_Task material_:
--- START ---

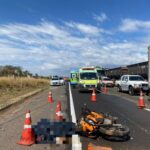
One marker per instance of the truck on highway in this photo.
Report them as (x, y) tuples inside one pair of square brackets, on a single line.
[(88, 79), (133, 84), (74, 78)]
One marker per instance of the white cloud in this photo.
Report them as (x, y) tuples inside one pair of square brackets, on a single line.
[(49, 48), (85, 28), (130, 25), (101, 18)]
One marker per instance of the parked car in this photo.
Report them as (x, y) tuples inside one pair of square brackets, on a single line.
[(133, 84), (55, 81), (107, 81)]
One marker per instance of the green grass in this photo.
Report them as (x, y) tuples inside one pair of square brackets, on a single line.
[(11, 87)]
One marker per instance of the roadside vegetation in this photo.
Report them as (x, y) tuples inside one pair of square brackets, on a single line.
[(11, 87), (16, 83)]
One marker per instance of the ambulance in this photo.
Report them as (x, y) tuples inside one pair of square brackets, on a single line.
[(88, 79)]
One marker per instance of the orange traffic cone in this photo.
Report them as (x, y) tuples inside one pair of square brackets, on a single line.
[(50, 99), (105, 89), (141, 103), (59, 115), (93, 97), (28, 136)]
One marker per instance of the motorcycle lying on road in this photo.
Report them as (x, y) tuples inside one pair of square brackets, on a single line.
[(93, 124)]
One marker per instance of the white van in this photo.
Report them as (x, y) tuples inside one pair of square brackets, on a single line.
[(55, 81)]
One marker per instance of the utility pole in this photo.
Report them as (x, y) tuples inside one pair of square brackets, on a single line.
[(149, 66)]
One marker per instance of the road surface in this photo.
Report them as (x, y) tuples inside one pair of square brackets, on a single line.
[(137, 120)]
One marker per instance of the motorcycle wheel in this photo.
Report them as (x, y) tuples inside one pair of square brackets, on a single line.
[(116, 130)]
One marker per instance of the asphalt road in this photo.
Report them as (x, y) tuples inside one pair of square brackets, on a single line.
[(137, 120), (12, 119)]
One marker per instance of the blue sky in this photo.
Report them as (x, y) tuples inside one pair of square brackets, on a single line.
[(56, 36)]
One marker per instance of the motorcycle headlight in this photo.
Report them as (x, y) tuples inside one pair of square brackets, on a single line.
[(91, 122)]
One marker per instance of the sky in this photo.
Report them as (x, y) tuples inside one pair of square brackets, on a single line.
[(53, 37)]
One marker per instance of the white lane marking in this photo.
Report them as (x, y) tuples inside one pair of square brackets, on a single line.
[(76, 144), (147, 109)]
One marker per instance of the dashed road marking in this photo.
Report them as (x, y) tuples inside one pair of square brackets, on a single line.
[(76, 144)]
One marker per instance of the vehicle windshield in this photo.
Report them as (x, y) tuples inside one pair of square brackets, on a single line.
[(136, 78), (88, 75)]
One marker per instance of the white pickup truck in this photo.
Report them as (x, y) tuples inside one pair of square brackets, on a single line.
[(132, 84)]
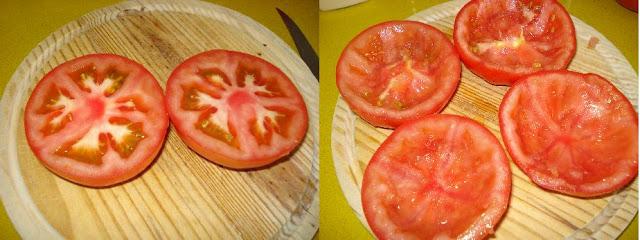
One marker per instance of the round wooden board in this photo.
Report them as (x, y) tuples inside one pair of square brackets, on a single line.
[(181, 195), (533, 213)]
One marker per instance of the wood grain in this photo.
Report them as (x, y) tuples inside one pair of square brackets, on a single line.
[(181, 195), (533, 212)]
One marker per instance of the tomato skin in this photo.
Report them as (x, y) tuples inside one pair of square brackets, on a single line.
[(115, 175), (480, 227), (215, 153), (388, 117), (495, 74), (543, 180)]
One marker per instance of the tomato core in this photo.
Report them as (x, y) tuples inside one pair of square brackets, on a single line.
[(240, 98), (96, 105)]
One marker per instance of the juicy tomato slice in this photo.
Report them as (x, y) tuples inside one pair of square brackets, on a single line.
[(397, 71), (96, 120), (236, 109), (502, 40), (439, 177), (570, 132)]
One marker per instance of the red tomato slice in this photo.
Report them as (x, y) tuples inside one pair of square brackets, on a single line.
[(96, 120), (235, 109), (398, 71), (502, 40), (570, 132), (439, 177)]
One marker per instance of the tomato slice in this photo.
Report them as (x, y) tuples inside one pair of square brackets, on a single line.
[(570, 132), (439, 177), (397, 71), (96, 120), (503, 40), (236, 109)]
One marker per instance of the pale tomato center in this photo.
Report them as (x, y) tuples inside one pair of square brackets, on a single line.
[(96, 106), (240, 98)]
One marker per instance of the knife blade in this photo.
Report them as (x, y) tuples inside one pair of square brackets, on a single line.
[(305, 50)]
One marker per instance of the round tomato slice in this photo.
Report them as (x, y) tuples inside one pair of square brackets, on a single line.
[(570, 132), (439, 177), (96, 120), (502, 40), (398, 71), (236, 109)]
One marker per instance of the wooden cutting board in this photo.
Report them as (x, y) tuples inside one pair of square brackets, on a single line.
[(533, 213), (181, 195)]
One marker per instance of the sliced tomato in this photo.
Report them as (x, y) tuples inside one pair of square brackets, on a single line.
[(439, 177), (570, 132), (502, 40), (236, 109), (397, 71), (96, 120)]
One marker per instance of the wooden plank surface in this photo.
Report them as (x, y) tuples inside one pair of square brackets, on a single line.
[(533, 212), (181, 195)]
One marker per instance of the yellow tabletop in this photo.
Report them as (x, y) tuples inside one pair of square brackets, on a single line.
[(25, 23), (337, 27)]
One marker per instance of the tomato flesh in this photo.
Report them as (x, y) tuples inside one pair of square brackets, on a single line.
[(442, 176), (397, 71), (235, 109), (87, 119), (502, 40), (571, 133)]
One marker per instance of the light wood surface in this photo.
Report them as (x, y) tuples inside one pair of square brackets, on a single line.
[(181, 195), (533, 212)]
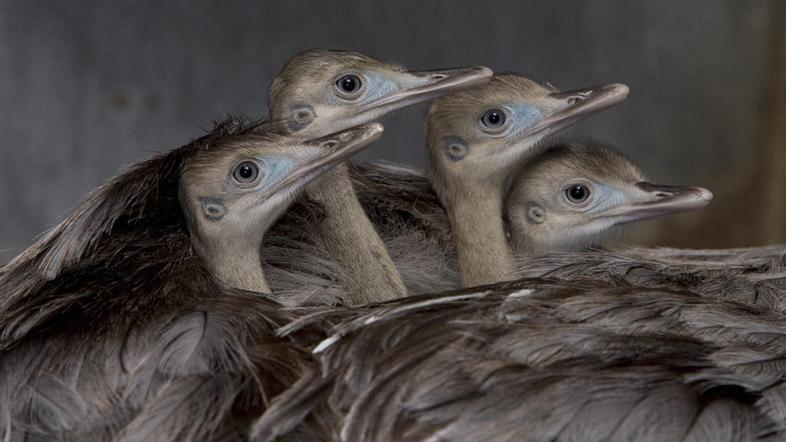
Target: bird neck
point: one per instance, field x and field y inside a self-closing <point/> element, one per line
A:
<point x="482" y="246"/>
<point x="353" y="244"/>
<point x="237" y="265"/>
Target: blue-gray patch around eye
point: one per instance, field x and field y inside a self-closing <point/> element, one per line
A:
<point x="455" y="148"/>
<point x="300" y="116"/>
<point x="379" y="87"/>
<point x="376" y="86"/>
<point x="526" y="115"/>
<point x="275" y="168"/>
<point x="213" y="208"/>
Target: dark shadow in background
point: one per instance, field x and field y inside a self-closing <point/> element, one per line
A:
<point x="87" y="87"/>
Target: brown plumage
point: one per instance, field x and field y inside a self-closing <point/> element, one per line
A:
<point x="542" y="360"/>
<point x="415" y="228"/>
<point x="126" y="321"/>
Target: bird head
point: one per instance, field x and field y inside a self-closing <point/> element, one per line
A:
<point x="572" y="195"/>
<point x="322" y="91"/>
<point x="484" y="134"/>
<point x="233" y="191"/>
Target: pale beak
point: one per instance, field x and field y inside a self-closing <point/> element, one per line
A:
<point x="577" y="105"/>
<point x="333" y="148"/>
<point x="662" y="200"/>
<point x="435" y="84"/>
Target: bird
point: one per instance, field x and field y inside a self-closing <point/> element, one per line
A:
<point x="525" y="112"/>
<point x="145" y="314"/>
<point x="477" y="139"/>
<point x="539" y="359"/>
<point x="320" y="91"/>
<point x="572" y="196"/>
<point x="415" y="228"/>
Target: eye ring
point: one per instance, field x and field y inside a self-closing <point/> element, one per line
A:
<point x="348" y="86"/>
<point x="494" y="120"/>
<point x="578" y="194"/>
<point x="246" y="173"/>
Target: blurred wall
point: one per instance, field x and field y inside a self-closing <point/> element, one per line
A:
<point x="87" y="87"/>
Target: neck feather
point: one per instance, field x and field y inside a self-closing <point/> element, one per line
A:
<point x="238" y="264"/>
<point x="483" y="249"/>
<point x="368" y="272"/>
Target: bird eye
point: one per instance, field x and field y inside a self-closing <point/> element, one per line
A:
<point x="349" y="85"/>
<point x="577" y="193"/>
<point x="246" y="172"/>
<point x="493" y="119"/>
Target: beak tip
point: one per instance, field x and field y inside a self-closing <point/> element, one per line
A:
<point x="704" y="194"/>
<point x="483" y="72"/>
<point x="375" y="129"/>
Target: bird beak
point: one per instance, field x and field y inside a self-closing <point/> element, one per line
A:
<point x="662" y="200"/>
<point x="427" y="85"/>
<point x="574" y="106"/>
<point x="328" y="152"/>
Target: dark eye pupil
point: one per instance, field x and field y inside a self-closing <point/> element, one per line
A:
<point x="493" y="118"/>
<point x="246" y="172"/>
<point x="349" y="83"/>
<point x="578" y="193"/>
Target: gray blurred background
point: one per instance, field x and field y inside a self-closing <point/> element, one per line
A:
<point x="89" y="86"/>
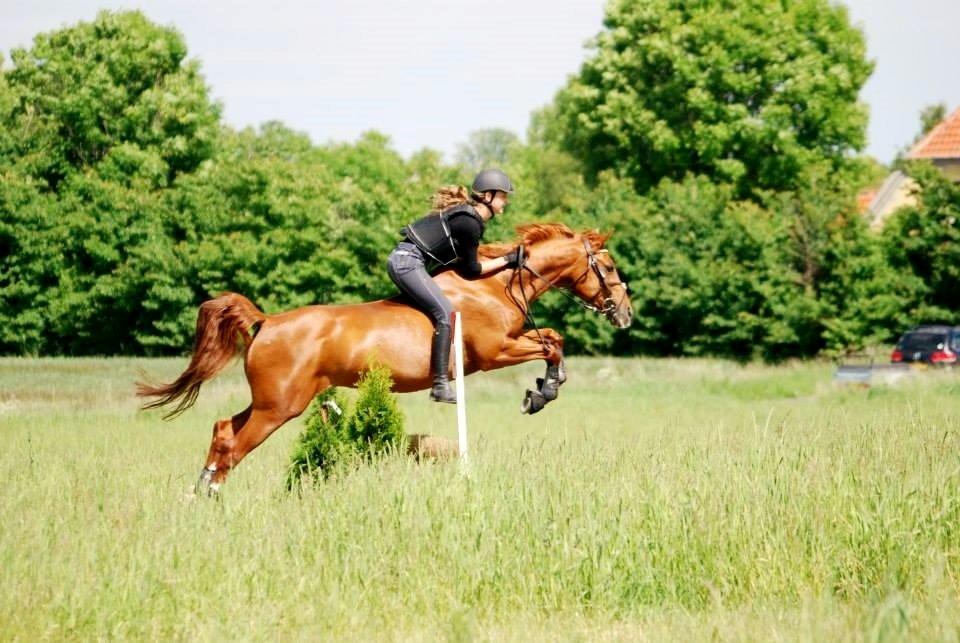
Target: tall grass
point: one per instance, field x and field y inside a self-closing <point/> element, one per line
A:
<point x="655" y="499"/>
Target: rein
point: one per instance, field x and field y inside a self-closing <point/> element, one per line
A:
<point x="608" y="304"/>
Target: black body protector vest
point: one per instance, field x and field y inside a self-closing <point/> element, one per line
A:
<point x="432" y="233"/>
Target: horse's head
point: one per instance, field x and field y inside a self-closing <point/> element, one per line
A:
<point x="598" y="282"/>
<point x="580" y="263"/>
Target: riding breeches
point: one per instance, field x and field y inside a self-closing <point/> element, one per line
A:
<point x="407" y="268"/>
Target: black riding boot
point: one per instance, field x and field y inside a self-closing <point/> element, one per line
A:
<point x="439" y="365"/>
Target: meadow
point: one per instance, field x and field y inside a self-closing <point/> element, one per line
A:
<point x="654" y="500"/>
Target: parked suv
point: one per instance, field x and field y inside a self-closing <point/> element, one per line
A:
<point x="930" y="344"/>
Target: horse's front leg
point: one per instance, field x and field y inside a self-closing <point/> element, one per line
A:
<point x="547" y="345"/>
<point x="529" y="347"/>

--- END ---

_Problem details_:
Reproduce exactly the lines from the one with "Target: rein" through the end of the entries above, both ends included.

_Task answer_:
Target: rein
point: one per instance, field x and field y inside a self-closing <point/> element, one per line
A:
<point x="608" y="304"/>
Target: black body protector vest
point: one per instance, field x and field y inside a self-closing <point/> element, one per line
A:
<point x="432" y="233"/>
Target: horse's head
point: one per instance, field x and field y inside a self-closing <point/> element, one per line
A:
<point x="598" y="282"/>
<point x="580" y="263"/>
Target: riding breeches
point: one per instance, field x and field y inside a self-closing <point/> element, one per line
A:
<point x="407" y="268"/>
Target: black riding boot
point: one per instance, field x and field y inside a self-closing <point/> element, one per line
A:
<point x="439" y="365"/>
Target: meadow
point: one per instance, field x and field y inside a self-closing <point/> element, one per line
A:
<point x="654" y="500"/>
Target: parked suv
point: one per instance, field x and field y inside a self-closing <point/> element, one per line
A:
<point x="930" y="344"/>
Target: horse's front leg
point: one per instance, field x and field y inside a self-closing <point/> element, one per line
A:
<point x="547" y="345"/>
<point x="529" y="347"/>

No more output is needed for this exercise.